*** Opening of Study text ***

This looks very good - the mean forecast is very close to the test data. In addition, our simulation allows us to empirically sample the whole forecast distribution. Therefore, we can also easily add confidence intervals.

Finally, let us see how our approach compares against rather complex time-series models. To do so, I went with Nixtla’s implementation of NBEATS and NHITS:

from copy import deepcopy
from neuralforecast import NeuralForecast
from neuralforecast.models import NBEATS, NHITS

train_nxt = pd.DataFrame(train).reset_index()
train_nxt.columns = ["ds","y"]
train_nxt["unique_id"] = np.ones(len(train))

test_nxt = pd.DataFrame(test).reset_index()
test_nxt.columns = ["ds","y"]
test_nxt["unique_id"] = np.ones(len(test))


horizon = len(test_nxt)
models = [NBEATS(input_size=2 * horizon, h=horizon,max_epochs=50),
          NHITS(input_size=2 * horizon, h=horizon,max_epochs=50)]

nf = NeuralForecast(models=models, freq='M')
nf.fit(df=train_nxt)
Y_hat_df = nf.predict().reset_index()


nbeats = Y_hat_df["NBEATS"]
nhits = Y_hat_df["NHITS"]


rmse_simple = np.sqrt(np.mean((test.values-result_mean)**2))
rmse_nbeats = np.sqrt(np.mean((test.values-nbeats.values)**2)) 
rmse_nhits = np.sqrt(np.mean((test.values-nhits.values)**2))

pd.DataFrame([rmse_simple,rmse_nbeats,rmse_nhits], index = ["Simple", "NBEATS", "NHITS"], columns=["RMSE"])

*** Close of Study text ***
*** Opening of Data provided ***

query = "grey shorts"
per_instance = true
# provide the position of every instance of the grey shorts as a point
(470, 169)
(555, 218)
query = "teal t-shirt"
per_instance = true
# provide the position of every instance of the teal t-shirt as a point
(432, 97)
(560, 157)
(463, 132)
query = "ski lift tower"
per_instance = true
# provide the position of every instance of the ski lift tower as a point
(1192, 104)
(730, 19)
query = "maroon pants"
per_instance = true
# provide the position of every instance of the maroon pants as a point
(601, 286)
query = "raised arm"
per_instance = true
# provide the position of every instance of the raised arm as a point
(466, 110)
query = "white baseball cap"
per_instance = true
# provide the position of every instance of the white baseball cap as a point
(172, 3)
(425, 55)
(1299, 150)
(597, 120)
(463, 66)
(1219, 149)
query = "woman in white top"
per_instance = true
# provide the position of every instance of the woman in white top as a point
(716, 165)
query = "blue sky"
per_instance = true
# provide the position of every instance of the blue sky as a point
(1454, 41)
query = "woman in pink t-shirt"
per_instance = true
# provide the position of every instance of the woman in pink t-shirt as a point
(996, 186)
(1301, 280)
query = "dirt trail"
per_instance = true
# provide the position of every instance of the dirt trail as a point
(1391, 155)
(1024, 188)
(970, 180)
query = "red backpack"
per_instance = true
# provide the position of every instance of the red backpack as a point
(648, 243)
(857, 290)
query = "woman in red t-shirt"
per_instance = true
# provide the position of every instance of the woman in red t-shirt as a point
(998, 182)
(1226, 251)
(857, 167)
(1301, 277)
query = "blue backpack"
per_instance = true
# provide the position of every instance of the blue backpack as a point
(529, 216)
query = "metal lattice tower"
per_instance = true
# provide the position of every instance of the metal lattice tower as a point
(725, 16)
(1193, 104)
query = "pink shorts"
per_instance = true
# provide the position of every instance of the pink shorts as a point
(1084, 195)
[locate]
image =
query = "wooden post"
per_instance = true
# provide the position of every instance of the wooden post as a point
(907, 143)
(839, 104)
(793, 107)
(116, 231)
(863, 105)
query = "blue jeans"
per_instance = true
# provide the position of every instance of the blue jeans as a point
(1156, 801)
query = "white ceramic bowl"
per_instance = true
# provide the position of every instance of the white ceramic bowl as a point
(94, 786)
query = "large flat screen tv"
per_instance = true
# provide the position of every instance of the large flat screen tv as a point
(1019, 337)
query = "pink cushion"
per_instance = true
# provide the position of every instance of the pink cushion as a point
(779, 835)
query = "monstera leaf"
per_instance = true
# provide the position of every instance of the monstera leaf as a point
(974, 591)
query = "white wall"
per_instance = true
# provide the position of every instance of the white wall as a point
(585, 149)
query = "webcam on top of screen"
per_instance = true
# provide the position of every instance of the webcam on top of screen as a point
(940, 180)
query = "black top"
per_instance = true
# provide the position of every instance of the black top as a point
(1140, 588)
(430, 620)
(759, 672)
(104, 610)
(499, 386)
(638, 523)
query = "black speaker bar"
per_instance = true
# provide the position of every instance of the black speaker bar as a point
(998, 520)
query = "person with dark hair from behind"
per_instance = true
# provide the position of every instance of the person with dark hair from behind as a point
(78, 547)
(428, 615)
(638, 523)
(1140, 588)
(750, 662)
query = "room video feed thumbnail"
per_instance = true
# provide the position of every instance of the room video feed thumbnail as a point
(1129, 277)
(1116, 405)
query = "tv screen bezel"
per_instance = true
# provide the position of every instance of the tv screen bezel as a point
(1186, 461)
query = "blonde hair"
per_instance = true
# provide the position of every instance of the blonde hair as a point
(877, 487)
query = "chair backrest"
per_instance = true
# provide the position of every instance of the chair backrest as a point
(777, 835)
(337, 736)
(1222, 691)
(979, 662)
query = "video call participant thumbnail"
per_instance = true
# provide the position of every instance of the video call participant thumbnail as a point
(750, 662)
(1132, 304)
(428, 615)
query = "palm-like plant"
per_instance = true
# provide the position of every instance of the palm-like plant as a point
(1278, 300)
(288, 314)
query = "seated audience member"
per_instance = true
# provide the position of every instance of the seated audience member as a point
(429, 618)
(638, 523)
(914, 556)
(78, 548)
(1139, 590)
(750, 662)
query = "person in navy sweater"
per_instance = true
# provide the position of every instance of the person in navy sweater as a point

*** Close of Data provided ***

## Questions on the material:
**A.** In the time-series forecasting text, whose implementation of which two models does the author use for the comparison?
**B.** Continue the time-series forecasting text from the point where it stops.

## Responses by item number:
**A.** Nixtla’s implementation of NBEATS and NHITS.

**B.**
Global seed set to 1
Global seed set to 1

	RMSE
Simple	25.502159
NBEATS	44.069832
NHITS	62.713951

As we can see, our almost trivial model has beaten two sophisticated time-series models by a fair margin. Of course, we need to emphasize that this doesn’t allow to draw any general conclusions.

Rather, I’d expect the neural models to outperform our simple approach for larger datasets. Nevertheless, as a benchmark, those trivial models are always a worthwhile consideration.

Takeaways - What do we make of this?

As stated multiple times throughout this article:

A seemingly complex time-series could still follow a fairly simple data-generating process.

In the end, you might spend hours trying to fit an overly complex model even though the underlying problem is almost trivial. At some point, somebody could come along, fit a simple ARIMA(1,0,0), and still outperform your sophisticated neural model.

To avoid the above worst-case scenario, consider the following idea:

When starting out with a new time-series problem, always start with the simplest possible model and use it as a benchmark for all other models.

Although this is common knowledge in the Data Science community, I feel like it deserves particular emphasis in this context. Especially due to nowadays’ (to some extent justified) hype around Deep Learning, it can be tempting to directly start with something fancy.

For many problems, this might just be the right way to go. Nobody today would consider a Hidden Markov Model for NLP today when LLM embeddings are available almost for free now.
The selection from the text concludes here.